**What is needed:**
Quote the listing below word for word, stopping after the line that contains "Exercise. Pin every instance of the cave".

********************

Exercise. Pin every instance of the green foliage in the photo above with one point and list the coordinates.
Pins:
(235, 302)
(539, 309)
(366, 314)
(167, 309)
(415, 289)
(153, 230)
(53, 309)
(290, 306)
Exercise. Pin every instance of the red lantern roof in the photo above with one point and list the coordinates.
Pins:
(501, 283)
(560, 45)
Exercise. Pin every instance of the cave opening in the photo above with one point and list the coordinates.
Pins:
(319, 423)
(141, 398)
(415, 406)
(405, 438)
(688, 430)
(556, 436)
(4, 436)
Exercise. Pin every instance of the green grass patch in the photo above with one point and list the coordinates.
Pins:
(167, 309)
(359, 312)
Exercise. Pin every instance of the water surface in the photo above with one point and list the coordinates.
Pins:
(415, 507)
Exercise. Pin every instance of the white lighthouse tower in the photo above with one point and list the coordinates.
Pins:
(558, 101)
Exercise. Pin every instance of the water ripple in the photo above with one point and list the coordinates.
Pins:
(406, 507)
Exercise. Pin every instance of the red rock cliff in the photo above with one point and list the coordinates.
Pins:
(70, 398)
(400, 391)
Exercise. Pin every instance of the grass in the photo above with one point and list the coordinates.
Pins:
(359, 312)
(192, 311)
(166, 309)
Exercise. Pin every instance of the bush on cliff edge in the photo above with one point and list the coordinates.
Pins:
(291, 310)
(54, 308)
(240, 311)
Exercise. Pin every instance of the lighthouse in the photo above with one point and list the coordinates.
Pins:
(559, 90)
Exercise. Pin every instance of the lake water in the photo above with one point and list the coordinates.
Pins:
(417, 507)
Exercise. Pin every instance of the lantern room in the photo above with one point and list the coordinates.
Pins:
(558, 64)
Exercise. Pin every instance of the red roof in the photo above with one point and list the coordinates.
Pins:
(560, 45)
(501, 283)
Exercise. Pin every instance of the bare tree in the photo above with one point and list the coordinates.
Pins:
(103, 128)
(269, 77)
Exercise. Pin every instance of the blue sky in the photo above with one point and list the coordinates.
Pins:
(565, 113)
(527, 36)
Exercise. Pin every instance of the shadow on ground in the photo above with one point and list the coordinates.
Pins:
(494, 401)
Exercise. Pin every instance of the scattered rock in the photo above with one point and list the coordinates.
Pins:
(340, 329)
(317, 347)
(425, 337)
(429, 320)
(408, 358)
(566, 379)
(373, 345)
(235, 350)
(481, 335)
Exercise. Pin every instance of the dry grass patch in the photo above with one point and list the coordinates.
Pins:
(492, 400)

********************

**Response to this task:**
Exercise. Pin every instance of the green foliage in the photo above with one point and list the coordinates.
Pins:
(235, 302)
(539, 309)
(366, 314)
(167, 309)
(415, 289)
(153, 230)
(53, 309)
(290, 306)
Exercise. Pin every instance of the red lantern roof in the photo above with one point and list the coordinates.
Pins:
(501, 283)
(560, 45)
Exercise. Pin every instance of the cave opening in the photo above with one point and list the coordinates.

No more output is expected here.